┏━━
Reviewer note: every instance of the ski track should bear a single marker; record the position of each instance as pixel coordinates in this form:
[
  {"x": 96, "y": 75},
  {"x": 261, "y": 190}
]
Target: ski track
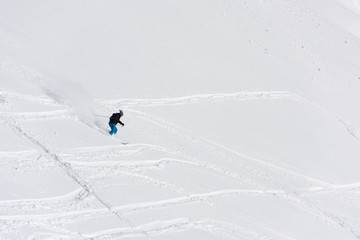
┗━━
| REQUIREMENT |
Write out all of the data above exactly, pictures excluded.

| COMPLETED EXERCISE |
Reviewer note: every instance of the ski track should bear a single marker; record the position of each instance as pixel coordinates in this form:
[
  {"x": 96, "y": 75},
  {"x": 261, "y": 190}
]
Target: ski track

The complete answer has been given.